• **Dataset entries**
* start *

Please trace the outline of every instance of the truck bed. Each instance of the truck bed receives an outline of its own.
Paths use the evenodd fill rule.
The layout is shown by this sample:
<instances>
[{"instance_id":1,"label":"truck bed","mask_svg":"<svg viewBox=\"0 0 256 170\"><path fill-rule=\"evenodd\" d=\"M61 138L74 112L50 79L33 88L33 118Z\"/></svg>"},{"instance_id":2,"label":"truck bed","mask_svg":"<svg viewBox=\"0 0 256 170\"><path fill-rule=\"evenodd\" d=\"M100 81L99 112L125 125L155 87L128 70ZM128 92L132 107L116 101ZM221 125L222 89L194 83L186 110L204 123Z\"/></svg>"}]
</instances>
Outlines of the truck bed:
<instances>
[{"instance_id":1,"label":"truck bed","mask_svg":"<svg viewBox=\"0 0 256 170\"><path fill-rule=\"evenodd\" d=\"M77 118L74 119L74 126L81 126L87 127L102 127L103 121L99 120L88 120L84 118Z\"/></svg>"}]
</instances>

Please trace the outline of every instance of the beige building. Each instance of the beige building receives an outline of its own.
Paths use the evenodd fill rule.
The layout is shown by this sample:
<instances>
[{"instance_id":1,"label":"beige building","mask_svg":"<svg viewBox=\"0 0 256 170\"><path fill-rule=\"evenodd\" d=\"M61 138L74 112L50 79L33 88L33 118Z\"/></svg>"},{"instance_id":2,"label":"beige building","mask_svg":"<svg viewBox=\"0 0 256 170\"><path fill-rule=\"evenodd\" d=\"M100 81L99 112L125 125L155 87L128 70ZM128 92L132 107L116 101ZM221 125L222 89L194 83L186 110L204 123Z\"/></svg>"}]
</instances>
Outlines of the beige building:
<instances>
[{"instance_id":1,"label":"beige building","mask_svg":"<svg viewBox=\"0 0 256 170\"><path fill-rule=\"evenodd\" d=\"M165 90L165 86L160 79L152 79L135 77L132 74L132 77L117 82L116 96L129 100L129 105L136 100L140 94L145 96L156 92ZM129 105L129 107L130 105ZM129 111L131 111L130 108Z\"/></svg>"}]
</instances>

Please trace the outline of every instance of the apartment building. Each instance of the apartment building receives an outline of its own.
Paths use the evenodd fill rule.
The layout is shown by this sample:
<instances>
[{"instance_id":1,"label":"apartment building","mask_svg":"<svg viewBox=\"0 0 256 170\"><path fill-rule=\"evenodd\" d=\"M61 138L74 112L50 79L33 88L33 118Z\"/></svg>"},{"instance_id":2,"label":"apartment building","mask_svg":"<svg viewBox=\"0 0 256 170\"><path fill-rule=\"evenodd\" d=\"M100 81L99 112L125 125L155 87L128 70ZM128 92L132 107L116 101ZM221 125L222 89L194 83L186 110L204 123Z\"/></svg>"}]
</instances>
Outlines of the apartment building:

* end *

• **Written problem**
Recast every line of the material above as a Markdown table with the columns Row and Line, numbering the rows and omitting blank lines.

• **Full response**
| Row | Line |
|---|---|
| 1 | Please trace the outline of every instance of the truck bed. Each instance of the truck bed receives an outline of its own. |
| 2 | Paths use the evenodd fill rule. |
| 3 | The layout is shown by this sample: |
| 4 | <instances> |
| 5 | [{"instance_id":1,"label":"truck bed","mask_svg":"<svg viewBox=\"0 0 256 170\"><path fill-rule=\"evenodd\" d=\"M61 138L74 112L50 79L33 88L33 118Z\"/></svg>"},{"instance_id":2,"label":"truck bed","mask_svg":"<svg viewBox=\"0 0 256 170\"><path fill-rule=\"evenodd\" d=\"M100 81L99 112L125 125L155 87L128 70ZM128 92L132 107L116 101ZM221 125L222 89L194 83L186 110L204 123Z\"/></svg>"}] |
| 6 | </instances> |
| 7 | Outlines of the truck bed: |
| 8 | <instances> |
| 9 | [{"instance_id":1,"label":"truck bed","mask_svg":"<svg viewBox=\"0 0 256 170\"><path fill-rule=\"evenodd\" d=\"M77 118L74 119L74 126L81 126L87 127L102 127L103 121L99 120L88 120L84 118Z\"/></svg>"}] |
| 10 | </instances> |
| 11 | Please trace the outline of every instance of the beige building. Each instance of the beige building receives an outline of its own. |
| 12 | Paths use the evenodd fill rule. |
| 13 | The layout is shown by this sample: |
| 14 | <instances> |
| 15 | [{"instance_id":1,"label":"beige building","mask_svg":"<svg viewBox=\"0 0 256 170\"><path fill-rule=\"evenodd\" d=\"M61 138L74 112L50 79L33 88L33 118Z\"/></svg>"},{"instance_id":2,"label":"beige building","mask_svg":"<svg viewBox=\"0 0 256 170\"><path fill-rule=\"evenodd\" d=\"M100 81L99 112L125 125L155 87L128 70ZM128 92L132 107L116 101ZM221 125L222 89L194 83L186 110L204 123Z\"/></svg>"}] |
| 16 | </instances> |
| 17 | Outlines of the beige building: |
| 18 | <instances> |
| 19 | [{"instance_id":1,"label":"beige building","mask_svg":"<svg viewBox=\"0 0 256 170\"><path fill-rule=\"evenodd\" d=\"M165 90L165 86L160 79L152 79L135 77L132 74L132 77L117 82L116 96L129 100L129 105L136 100L140 94L145 96L156 92ZM129 105L129 107L130 105ZM129 111L131 111L130 108Z\"/></svg>"}] |
| 20 | </instances> |
| 21 | Please trace the outline of every instance of the apartment building. Each instance of the apartment building receives an outline of its own. |
| 22 | Paths use the evenodd fill rule. |
| 23 | The layout is shown by this sample: |
| 24 | <instances> |
| 25 | [{"instance_id":1,"label":"apartment building","mask_svg":"<svg viewBox=\"0 0 256 170\"><path fill-rule=\"evenodd\" d=\"M61 138L74 112L50 79L33 88L33 118Z\"/></svg>"},{"instance_id":2,"label":"apartment building","mask_svg":"<svg viewBox=\"0 0 256 170\"><path fill-rule=\"evenodd\" d=\"M100 81L99 112L125 125L155 87L128 70ZM128 92L132 107L116 101ZM221 125L222 89L194 83L186 110L204 123Z\"/></svg>"}] |
| 26 | </instances> |
| 27 | Outlines of the apartment building: |